● KUTIPAN SUMBER:
+++
Apakah aku kurang puas menaklukkan seluruh Pulau Jawa bersamamu? Bahkan kita telah melewati daratan Pulau Dewata selama 3 minggu. Apakah aku tidak puas menaklukkan Sumatera Selatan sampai ke ujung-ujungnya? Tidak akan puas.

Mengapa aku ada? Karena aku diutus untukmu. Mengapa sukacita yang ingin kuhadirkan? Karena aku ingin melihatmu selalu bahagia. Mengapa air mata yang selalu kuhapus? Karena air matamu terlalu berharga untuk menangisi semua hal yang seharusnya tak membuatmu menangis.

Apa alasanku menuliskan surat ini untukmu? Jawabannya sederhana.

Karena hari ini adalah momentum spesialmu. Sebuah harimu yang membahagiakan.

Dua minggu aku mencoba mengatakan tiga kata untukmu. Selalu saja sulit. Aku coba berbagai macam cara. Aku memikirkan teknik yang baik dalam mengucapkan pola kataku yang amat sederhana untukmu.

Kucari apa yang cocok benda yang cocok untuk mendampingiku untuk mengucapkan tiga kata itu di hadapanmu. Tetap saja tak bisa yang kurasa tepat. Semua selalu saja salah. Pasti ada yang tak pantas. Walau sudah kukatakan dan kuyakini di dunia ini adalah hanya ketidaksempurnaan itu yang paling sempurna. Tetapi entah mengapa masih saja kuyakini bahwa masih ada yang cocok untukmu.

Benar kata Dewi Lestari, bahwa mengucapkan tiga kata itu butuh perjuangan. Kata yang amat sederhana. Kata yang semua orang tahu. Kata yang semua orang mengerti artinya.

"Selamat ulang tahun..."
Tiga kata yang selalu aku usahakan untuk mengucapkannya dan mencari pendampingnya. Dan sampai saatnya hari ini tiba, aku belum menemukan pendamping tiga kata itu. Mungkin esok atau lusa atau lain hari aku akan menemukannya.
+++
● LATIHAN TERTULIS 1:
Jawablah pertanyaan ini berdasarkan kutipan tentang ucapan ulang tahun.
(a) Berapa lama mereka melewati daratan Pulau Dewata?
(b) Berapa lama penulis mencoba mengatakan tiga kata itu?
(c) Menurut Dewi Lestari, apa yang dibutuhkan untuk mengucapkan tiga kata itu?
Kutipan dan catatan tidak saling berkaitan.

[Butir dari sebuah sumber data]
+++
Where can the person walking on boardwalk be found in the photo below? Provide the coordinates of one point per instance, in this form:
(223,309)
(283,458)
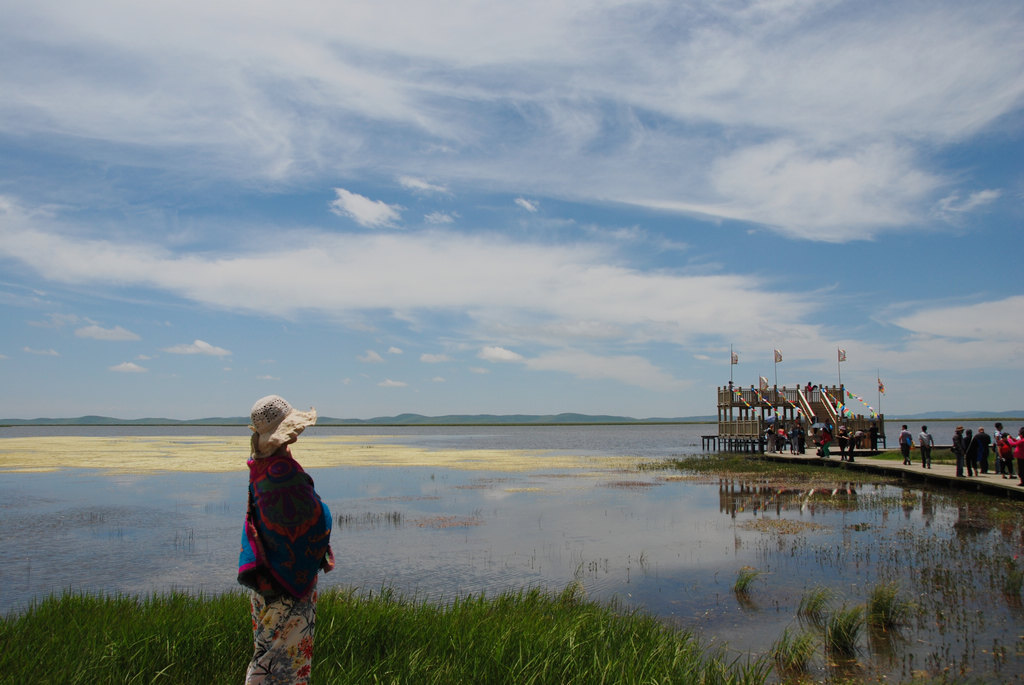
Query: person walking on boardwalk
(981,441)
(905,440)
(285,545)
(926,442)
(969,456)
(1004,453)
(958,450)
(1018,445)
(843,438)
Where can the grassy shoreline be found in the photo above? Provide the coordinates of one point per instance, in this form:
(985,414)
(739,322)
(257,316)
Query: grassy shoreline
(520,637)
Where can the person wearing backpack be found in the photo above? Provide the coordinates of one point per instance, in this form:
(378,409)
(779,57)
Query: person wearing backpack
(926,442)
(1018,445)
(1004,454)
(905,440)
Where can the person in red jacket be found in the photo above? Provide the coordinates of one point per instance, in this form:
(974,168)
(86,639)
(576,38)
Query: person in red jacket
(1018,444)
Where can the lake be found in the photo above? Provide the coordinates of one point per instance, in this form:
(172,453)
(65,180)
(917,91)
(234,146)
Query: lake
(647,539)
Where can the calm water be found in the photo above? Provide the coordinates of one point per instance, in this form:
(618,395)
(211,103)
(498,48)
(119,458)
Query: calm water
(672,547)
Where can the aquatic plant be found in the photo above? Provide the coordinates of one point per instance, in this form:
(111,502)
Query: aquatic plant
(516,637)
(744,580)
(885,608)
(843,631)
(793,652)
(1013,578)
(814,603)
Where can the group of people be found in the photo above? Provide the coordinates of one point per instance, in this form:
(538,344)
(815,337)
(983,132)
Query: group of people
(777,438)
(972,451)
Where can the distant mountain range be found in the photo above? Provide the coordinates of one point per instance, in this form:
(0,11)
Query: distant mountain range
(400,420)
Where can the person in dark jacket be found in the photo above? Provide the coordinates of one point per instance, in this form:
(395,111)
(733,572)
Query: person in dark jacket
(958,450)
(286,542)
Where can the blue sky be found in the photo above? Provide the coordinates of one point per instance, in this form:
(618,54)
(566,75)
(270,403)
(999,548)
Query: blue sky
(535,207)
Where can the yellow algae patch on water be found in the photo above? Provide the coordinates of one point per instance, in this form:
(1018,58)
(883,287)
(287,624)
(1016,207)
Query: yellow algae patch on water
(220,454)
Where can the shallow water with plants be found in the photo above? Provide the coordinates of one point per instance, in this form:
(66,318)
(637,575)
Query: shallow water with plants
(830,576)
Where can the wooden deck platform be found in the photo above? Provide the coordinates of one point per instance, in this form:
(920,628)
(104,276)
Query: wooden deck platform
(940,474)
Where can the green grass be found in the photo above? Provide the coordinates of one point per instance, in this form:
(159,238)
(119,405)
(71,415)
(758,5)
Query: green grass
(793,652)
(814,603)
(516,637)
(744,580)
(885,608)
(843,631)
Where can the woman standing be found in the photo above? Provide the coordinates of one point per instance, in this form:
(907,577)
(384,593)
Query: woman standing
(285,544)
(958,450)
(1018,444)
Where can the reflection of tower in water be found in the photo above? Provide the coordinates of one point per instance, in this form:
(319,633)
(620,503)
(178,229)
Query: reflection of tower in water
(736,496)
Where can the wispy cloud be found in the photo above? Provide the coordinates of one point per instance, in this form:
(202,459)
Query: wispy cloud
(98,333)
(420,185)
(953,203)
(371,357)
(440,217)
(526,205)
(128,368)
(41,352)
(495,353)
(366,212)
(198,347)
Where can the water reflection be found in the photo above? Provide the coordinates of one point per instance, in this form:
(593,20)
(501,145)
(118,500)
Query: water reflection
(737,497)
(671,547)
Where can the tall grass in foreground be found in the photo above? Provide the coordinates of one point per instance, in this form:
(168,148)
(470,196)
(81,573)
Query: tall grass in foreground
(516,637)
(843,631)
(793,652)
(886,609)
(744,580)
(814,604)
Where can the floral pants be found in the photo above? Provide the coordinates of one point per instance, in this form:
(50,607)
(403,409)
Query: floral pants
(283,640)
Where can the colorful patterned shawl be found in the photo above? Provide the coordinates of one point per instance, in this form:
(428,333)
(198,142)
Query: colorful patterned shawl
(287,533)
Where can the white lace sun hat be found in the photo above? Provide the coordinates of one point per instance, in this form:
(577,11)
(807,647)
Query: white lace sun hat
(274,423)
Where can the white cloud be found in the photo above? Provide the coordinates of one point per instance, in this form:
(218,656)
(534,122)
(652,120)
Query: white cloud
(128,368)
(629,370)
(526,205)
(811,194)
(420,185)
(993,320)
(274,99)
(537,292)
(198,347)
(41,352)
(953,204)
(99,333)
(371,357)
(495,353)
(440,217)
(366,212)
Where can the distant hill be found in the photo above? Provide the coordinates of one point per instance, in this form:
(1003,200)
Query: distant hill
(400,420)
(950,416)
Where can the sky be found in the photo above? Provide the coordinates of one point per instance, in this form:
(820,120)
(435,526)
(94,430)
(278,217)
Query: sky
(461,207)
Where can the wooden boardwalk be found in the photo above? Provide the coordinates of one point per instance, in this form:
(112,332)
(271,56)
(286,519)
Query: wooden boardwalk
(939,474)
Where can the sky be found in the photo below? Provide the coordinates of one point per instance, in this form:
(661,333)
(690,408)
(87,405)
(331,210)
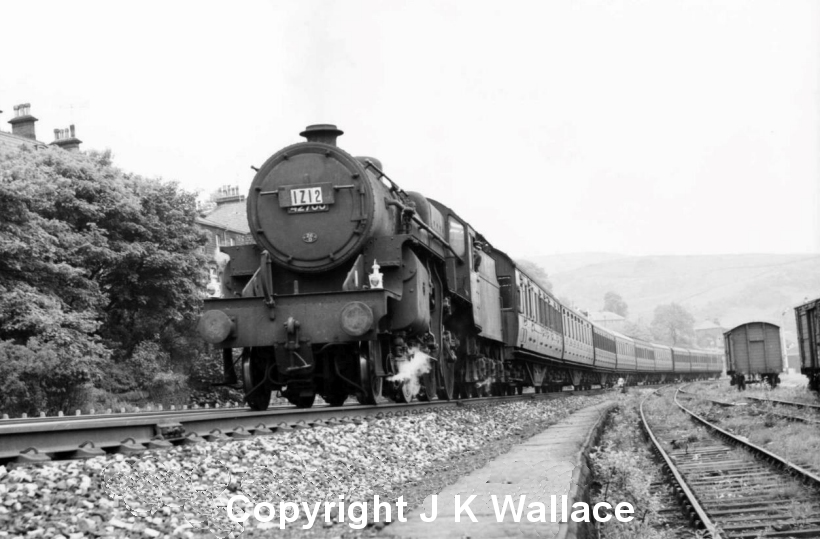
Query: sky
(641,127)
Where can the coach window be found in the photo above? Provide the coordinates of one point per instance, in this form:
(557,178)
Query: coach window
(456,236)
(518,300)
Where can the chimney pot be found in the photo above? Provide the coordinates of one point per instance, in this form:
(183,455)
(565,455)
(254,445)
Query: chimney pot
(324,133)
(22,124)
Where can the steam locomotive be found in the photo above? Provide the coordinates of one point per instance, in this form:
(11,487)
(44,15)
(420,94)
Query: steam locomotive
(351,280)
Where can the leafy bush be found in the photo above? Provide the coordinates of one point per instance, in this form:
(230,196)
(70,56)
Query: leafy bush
(101,272)
(43,377)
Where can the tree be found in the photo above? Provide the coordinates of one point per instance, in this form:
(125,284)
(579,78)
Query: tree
(93,262)
(614,303)
(536,273)
(673,324)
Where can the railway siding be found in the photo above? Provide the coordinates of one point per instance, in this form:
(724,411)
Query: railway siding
(731,492)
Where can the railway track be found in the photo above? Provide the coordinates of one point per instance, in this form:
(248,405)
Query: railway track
(728,493)
(755,400)
(32,440)
(794,404)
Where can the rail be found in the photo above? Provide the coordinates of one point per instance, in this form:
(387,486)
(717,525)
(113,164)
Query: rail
(697,515)
(41,439)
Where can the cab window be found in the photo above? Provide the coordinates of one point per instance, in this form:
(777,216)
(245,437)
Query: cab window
(456,236)
(506,292)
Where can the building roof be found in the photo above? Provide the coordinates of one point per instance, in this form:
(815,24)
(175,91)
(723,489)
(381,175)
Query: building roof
(213,224)
(230,215)
(708,324)
(9,141)
(605,316)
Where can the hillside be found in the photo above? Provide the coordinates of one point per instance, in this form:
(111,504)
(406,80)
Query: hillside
(732,288)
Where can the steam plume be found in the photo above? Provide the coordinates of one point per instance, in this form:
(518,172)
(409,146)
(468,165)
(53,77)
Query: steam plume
(411,371)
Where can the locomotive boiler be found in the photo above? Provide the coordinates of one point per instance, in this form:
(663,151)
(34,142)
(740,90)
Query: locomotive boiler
(355,287)
(343,285)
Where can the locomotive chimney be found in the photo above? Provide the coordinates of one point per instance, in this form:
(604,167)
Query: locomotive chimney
(324,133)
(23,122)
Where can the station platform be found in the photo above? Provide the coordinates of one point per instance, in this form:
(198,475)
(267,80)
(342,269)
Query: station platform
(552,463)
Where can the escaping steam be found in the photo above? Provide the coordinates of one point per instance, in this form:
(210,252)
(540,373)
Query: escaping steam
(410,371)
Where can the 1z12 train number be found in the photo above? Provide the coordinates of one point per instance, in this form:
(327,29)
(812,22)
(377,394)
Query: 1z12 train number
(310,196)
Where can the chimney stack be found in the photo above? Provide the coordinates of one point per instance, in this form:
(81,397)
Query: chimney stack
(23,122)
(324,133)
(66,139)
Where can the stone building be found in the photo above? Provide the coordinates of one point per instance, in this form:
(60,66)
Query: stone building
(23,132)
(226,224)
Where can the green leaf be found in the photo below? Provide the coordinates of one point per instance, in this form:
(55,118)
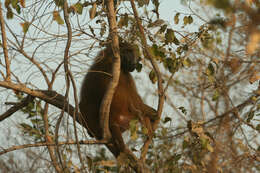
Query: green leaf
(25,26)
(59,3)
(187,62)
(169,36)
(185,144)
(78,7)
(183,110)
(166,119)
(250,116)
(14,3)
(93,11)
(153,76)
(176,18)
(139,67)
(123,21)
(215,95)
(187,20)
(133,129)
(163,28)
(210,70)
(258,128)
(57,18)
(9,14)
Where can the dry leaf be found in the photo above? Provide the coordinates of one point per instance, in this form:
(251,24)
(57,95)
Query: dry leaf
(253,43)
(234,65)
(254,77)
(22,2)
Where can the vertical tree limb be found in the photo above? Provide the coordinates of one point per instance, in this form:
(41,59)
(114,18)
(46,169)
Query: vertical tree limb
(69,75)
(157,71)
(107,99)
(4,40)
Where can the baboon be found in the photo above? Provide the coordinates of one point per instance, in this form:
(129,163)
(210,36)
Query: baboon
(126,103)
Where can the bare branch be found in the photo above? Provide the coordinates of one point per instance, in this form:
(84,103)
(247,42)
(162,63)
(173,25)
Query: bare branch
(87,142)
(4,40)
(157,71)
(107,99)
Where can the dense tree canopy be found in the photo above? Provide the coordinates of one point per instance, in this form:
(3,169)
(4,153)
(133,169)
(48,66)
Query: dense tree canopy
(200,68)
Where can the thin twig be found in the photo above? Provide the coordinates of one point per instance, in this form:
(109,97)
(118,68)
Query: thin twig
(158,74)
(4,40)
(68,75)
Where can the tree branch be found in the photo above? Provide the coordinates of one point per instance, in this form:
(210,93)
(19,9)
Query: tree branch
(107,99)
(158,74)
(7,63)
(24,102)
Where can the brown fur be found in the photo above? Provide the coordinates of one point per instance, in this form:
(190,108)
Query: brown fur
(126,104)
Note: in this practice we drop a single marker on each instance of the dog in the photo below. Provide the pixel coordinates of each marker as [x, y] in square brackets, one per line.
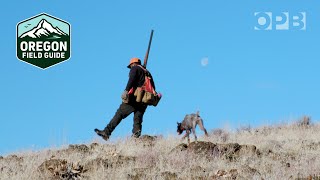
[189, 124]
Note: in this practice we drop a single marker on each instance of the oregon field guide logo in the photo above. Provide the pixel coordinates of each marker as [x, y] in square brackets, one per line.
[43, 40]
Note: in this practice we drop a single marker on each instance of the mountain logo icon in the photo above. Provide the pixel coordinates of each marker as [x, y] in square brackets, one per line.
[43, 40]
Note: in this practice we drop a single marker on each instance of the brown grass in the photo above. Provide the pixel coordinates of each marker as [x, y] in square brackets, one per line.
[287, 151]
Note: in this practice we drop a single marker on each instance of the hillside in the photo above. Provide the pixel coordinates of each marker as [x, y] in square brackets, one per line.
[283, 151]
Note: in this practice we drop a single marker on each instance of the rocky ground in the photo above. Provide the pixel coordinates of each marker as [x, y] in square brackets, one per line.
[288, 151]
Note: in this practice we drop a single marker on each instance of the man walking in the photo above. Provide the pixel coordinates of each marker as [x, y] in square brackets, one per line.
[129, 104]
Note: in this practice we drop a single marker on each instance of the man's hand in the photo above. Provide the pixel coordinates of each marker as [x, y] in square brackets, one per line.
[125, 96]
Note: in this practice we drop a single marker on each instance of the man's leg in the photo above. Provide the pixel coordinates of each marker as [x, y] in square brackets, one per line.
[137, 120]
[123, 111]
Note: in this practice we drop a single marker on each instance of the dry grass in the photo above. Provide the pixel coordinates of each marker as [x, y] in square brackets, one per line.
[287, 151]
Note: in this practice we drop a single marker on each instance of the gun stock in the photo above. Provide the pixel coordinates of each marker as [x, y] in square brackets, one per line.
[148, 50]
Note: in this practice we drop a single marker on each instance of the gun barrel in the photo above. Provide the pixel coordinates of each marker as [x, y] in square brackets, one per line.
[148, 50]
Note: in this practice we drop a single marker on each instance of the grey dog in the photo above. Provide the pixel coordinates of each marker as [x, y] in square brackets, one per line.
[189, 123]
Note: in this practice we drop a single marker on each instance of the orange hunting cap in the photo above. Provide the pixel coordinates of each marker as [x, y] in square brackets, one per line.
[134, 60]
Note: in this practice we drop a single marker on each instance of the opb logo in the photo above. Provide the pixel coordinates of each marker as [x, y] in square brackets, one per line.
[280, 21]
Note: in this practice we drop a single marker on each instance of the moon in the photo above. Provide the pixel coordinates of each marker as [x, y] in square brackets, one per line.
[204, 61]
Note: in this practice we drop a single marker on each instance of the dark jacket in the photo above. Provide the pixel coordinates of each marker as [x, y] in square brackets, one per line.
[137, 77]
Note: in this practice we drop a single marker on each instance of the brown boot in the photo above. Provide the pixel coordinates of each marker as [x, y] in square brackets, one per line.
[102, 134]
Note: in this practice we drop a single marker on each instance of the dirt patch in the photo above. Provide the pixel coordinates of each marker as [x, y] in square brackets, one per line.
[228, 151]
[108, 163]
[60, 169]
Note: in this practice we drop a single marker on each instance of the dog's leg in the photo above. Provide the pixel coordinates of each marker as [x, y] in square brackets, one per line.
[202, 128]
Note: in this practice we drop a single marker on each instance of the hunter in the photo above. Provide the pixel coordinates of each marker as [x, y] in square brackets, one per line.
[129, 104]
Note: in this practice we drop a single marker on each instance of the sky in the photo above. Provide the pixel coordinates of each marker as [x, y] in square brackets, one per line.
[206, 56]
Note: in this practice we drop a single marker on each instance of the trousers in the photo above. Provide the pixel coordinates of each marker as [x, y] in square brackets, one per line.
[125, 110]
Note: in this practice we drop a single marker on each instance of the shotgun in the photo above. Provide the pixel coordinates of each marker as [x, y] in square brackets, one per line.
[148, 50]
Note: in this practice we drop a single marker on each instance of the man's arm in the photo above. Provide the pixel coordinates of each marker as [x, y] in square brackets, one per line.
[132, 78]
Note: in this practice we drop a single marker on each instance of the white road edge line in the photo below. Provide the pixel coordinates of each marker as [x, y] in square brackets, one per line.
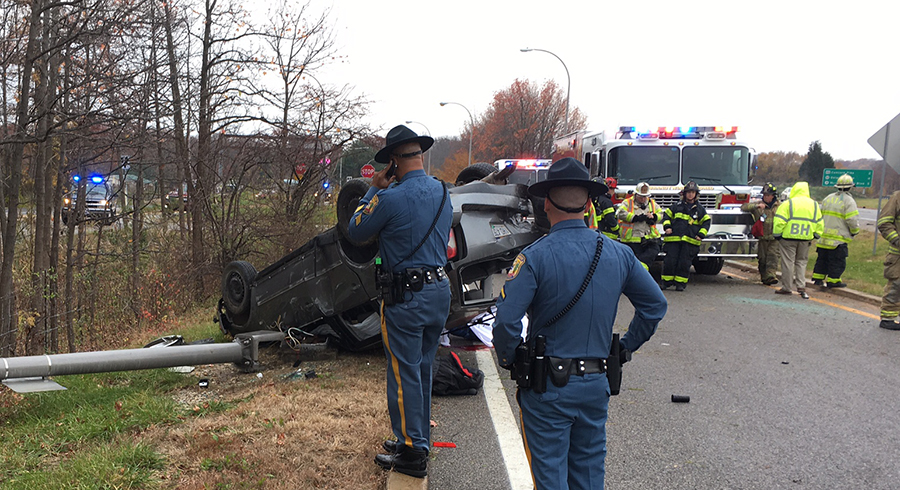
+++
● LATIHAN TERTULIS 2: Tolong ulangi baris-baris catatan mulai dari baris yang memuat "of the trousers" sampai akhir catatan, termasuk kedua ujungnya, tanpa menyertakan gambar.

● HASIL TUGAS 1:
(a) Selama 3 minggu.
(b) Dua minggu.
(c) Perjuangan.

● HASIL TUGAS 2:
Note: in this practice we drop a single marker on each instance of the trousers in the photo above. Provide the pixel coordinates of each marker as [x, y] in square brackets, one per line.
[125, 110]
Note: in this practice we drop a single marker on each instance of the shotgun in the photo above. Provide the pixel coordinates of each marker as [x, y] in square brackets, one per line.
[148, 50]
Note: in this practice we drop a single marker on each instance of the man's arm in the photo above. Provide the pixel coordinates of each marker as [x, y] in square brackets, one per line.
[132, 78]
Note: in this practice we drop a single marker on each instance of the white road edge line in the photo below. Provide the pixel coordinates of each marker as [x, y] in square brackets, one per line.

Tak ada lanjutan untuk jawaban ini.